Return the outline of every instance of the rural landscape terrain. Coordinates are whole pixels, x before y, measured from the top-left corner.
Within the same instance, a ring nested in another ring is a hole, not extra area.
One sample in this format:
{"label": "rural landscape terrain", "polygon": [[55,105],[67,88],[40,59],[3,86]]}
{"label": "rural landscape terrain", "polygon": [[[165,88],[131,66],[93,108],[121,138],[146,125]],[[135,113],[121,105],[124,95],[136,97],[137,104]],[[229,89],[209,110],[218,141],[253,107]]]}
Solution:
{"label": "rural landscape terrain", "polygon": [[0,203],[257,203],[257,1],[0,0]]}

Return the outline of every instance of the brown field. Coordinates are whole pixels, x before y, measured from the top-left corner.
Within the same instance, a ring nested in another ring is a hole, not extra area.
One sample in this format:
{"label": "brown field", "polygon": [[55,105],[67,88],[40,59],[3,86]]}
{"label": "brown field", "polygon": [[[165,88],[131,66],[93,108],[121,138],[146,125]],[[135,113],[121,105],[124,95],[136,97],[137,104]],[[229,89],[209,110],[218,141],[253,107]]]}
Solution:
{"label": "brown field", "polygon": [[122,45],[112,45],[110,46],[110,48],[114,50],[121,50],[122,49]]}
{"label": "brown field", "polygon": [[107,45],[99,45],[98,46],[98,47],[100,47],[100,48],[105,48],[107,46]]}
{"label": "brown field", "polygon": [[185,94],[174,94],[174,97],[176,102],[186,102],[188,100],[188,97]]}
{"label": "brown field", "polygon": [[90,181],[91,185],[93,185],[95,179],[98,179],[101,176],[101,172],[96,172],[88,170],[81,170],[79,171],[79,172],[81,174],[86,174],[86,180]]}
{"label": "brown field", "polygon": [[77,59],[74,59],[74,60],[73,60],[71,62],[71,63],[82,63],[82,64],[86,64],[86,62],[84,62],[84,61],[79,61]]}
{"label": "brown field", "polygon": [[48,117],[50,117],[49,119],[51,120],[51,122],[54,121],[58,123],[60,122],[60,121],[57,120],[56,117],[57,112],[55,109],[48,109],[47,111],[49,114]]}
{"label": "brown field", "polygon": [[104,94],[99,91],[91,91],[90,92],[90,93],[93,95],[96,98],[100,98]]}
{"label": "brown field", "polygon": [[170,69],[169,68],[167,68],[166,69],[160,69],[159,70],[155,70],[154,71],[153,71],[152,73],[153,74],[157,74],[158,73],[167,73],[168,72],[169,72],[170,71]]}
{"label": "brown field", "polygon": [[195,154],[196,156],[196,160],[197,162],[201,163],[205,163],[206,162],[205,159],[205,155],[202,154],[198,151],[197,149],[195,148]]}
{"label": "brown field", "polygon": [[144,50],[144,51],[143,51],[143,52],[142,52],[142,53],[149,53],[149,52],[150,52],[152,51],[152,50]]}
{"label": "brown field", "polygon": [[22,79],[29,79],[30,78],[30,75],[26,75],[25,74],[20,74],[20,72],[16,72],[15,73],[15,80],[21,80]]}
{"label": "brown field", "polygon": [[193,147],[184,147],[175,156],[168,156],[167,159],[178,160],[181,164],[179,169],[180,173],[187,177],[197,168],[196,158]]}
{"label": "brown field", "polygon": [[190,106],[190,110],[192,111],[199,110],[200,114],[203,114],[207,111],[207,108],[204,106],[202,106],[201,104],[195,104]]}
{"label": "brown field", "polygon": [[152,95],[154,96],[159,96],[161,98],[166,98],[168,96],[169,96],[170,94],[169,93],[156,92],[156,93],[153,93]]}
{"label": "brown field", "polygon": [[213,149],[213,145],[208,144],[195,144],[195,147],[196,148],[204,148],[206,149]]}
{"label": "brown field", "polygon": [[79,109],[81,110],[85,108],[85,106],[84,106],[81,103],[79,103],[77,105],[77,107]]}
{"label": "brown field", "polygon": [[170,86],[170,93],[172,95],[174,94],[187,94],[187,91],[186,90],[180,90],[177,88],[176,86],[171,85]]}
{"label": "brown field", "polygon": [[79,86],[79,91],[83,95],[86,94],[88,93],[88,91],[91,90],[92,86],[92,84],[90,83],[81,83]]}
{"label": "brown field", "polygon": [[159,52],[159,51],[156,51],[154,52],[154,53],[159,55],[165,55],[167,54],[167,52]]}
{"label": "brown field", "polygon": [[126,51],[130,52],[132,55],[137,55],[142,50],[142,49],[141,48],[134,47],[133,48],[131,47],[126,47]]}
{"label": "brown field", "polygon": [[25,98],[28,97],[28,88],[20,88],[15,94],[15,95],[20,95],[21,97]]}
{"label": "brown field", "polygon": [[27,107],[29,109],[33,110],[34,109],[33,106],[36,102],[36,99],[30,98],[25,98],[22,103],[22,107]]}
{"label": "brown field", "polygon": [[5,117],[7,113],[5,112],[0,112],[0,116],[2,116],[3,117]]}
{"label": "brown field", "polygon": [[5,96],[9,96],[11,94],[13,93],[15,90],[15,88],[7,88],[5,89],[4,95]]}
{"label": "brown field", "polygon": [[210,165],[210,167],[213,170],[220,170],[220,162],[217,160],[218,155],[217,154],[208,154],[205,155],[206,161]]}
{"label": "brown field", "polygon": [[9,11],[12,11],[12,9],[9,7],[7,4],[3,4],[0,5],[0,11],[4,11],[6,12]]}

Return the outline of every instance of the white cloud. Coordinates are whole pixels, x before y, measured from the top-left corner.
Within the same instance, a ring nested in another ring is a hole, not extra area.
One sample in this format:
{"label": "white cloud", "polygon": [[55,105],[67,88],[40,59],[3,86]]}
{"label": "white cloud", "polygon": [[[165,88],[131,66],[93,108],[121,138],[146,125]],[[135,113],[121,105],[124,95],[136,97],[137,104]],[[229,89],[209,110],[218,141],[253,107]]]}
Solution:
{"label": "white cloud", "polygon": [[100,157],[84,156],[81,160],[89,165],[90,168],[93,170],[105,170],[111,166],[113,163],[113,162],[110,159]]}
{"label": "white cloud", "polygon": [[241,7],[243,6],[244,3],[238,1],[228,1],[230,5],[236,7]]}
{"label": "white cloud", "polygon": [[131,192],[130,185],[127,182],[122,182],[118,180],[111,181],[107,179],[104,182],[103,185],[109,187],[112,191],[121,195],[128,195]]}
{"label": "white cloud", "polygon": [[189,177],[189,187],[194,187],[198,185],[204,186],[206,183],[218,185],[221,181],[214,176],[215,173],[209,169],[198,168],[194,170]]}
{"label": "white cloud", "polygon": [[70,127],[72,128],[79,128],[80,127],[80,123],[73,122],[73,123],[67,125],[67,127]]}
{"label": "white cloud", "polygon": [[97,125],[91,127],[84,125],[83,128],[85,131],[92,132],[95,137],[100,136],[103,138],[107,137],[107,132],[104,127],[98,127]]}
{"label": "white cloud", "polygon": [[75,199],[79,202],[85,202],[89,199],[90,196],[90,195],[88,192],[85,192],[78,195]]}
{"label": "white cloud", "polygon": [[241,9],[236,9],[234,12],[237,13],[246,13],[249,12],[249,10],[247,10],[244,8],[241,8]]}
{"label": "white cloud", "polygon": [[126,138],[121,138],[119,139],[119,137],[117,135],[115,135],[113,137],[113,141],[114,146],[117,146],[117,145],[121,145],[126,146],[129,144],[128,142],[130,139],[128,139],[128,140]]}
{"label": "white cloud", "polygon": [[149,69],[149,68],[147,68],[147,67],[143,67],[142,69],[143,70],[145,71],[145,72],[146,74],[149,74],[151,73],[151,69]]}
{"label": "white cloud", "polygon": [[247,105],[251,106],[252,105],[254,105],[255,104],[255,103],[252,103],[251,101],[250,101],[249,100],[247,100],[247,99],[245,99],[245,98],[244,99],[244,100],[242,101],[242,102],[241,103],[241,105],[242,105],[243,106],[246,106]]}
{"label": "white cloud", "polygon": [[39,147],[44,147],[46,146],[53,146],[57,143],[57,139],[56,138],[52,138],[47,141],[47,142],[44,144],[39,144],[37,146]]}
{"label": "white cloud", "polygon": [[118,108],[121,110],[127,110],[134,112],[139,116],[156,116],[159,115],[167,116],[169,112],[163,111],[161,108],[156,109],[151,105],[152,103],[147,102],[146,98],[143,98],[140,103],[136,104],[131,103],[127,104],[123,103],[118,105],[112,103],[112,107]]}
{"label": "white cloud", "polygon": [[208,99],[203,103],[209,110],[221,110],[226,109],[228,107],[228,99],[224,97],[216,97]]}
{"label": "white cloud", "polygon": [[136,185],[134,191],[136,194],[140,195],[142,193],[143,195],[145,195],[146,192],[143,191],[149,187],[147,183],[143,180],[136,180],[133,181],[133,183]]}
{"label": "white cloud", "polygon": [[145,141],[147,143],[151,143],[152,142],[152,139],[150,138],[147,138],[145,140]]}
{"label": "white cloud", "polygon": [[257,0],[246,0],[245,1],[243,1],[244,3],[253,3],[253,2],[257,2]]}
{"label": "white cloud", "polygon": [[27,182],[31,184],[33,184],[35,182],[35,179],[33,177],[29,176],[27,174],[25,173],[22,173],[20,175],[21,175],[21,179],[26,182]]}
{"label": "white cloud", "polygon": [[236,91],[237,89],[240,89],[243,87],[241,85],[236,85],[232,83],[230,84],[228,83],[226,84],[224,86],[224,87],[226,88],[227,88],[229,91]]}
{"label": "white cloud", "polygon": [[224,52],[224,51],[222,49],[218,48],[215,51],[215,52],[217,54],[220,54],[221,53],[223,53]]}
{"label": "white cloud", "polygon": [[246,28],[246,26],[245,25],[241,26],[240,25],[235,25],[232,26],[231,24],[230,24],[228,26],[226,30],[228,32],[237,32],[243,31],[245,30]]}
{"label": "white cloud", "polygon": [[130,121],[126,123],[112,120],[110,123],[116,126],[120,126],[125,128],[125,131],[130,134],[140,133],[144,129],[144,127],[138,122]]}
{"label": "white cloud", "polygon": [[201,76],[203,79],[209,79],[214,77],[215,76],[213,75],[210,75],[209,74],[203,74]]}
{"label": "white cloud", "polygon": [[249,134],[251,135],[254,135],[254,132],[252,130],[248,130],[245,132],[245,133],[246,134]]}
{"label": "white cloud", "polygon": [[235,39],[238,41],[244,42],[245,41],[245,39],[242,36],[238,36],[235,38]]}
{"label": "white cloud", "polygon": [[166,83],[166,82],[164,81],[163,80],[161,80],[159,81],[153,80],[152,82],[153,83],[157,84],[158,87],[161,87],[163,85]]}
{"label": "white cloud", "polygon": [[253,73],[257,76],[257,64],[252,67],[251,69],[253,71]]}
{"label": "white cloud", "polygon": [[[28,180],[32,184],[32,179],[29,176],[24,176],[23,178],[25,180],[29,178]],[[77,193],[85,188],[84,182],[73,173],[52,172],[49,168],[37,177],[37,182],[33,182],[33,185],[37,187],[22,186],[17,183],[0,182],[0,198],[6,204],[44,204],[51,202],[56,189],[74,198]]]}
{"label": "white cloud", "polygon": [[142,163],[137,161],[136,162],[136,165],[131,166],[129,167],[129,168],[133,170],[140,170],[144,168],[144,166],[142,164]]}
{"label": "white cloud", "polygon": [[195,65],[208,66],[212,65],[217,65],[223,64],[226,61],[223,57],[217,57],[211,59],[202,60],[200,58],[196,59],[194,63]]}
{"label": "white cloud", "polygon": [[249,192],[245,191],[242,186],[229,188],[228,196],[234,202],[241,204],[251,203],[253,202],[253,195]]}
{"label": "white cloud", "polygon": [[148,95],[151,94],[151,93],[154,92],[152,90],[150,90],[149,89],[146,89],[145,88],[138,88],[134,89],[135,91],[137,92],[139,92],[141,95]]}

□ □ □ □

上のレコードから、「whole」を独立した一語として含む行をすべて書き写して示す。大文字と小文字は区別する。

問題の解答:
Return the outline of every instance of the rural landscape terrain. Coordinates are whole pixels, x before y, measured from the top-left corner.
Return the outline of every instance of the brown field. Coordinates are whole pixels, x before y, measured from the top-left corner.
Return the outline of every instance of the white cloud. Coordinates are whole pixels, x before y, measured from the top-left corner.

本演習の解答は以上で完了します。